ELDON, MO – There’s no stopping 63-year-old Sammy Swindell.
While several race car drivers are retiring in their 40s or 50s, Swindell continues to climb behind the wheel of 900hp Sprint Cars without hesitation.
“It’s all I’ve ever done,” Swindell said.
The Germantown, Tenn. native is an original outlaw. He ran in the World of Outlaws NOS® Energy Drink Sprint Car Series’ inaugural 1978 season, and since then amassed three Series championships, 394 Series wins and has broken several Series records.
He continued his more than 30-year Sprint Car career, racing with the World of Outlaws, April 12, at Devil’s Bowl Speedway in the No. 1 Thone Motorsports car — his ride for 40 to 50 Sprint Car races this year, which include several World of Outlaws races. Next on his schedule is the Midwest triple-header weekend at Lake Ozark Speedway on Friday, April 26, Federated Auto Parts Raceway, on Saturday, April 27 and Jacksonville Speedway on Sunday, April 28.
“It’s just, I love driving Sprint Cars,” Swindell said. “And the 410s are kind of the ultimate deal. We could go run a lot of other little shows, but you got to beat the best to know you’re that close, or that good. I’ve always not shied away from running with the best cars.”
There’s no slowing him down, and his son, Kevin Swindell, knows it.
In 2000, Sammy took a step back from racing to spend more time on Kevin’s career. But that still didn’t stop him from racing; and winning. He won his fifth and final Chili Bowl Midget Nationals win in 2009, and claimed several World of Outlaws victory after that time — his last Series win coming at Eldora Speedway in 2014.
Kevin suffered a spinal injury during the 2015 Knoxville Nationals that ended his racing career. While he supports his father’s racing habits, he does worry about him.
“A part of me wishes he would just quit and not hurt himself or just wear his body out to the point he can’t just relax and enjoy a real retirement,” Kevin Swindell said. “I think until we can find him something that can really consume his time, it’s gonna be hard to get him to slow down.”
Sammy Swindell said people have asked him when he is going to retire. His answer, “I don’t know.”
“You know, it might be one day when I can’t see as good, or I can’t do this, or I’ve got some kind of handicap deal, something that’s keeping me from being competitive or winning races,” Swindell said. “Well then that’s time for me to do something, kind of step back and maybe not do the driving anymore.”
He understands age is not a race he can win, though.
“It’s like, you know, there’s only so many (races) I want to do and can do,” Swindell said. “As far as doing a weekend or a couple of weekends, that’s fine. But trying to do this every day, every day, it’s definitely harder when you get older.”
He said he feels comfortable and capable of running about 50 races a year, compared to the more than 90 race World of Outlaws schedule. Not only does his age play a factor into that, but the budget of the team, too.
When it comes to setting up the cars, age is his greatest advantage. From the inaugural 1978 World of Outlaws season to now, Swindell said there’s only “little things” that are different between the current and old cars. The biggest change, he said, are the shocks.

- **Set tasks**
• a. Rewrite the paragraph of the Sammy Swindell article that begins "He continued his more than 30-year Sprint Car career" as a bulleted list, keeping its main facts.
• b. Summarize the Sammy Swindell article in two sentences.

- **Items**

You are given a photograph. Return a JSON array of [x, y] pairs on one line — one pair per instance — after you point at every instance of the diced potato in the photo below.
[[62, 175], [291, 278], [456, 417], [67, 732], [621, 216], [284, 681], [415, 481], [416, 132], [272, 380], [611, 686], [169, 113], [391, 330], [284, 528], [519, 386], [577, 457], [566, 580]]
...
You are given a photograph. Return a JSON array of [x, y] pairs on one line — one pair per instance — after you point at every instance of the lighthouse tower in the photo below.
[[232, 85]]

- **The results**
• a.
- Swindell raced with the World of Outlaws on April 12 at Devil's Bowl Speedway.
- He drove the No. 1 Thone Motorsports car, which is his ride for 40 to 50 Sprint Car races this year, including several World of Outlaws races.
- Next on his schedule is the Midwest triple-header weekend:
  - Lake Ozark Speedway on Friday, April 26
  - Federated Auto Parts Raceway on Saturday, April 27
  - Jacksonville Speedway on Sunday, April 28

• b. At 63, Sammy Swindell still races 900hp Sprint Cars after a career that began in the World of Outlaws' inaugural 1978 season and has brought three Series championships and 394 Series wins. He plans about 40 to 50 races this year and says he will step back when he can no longer be competitive, while his son Kevin supports his racing but worries about him.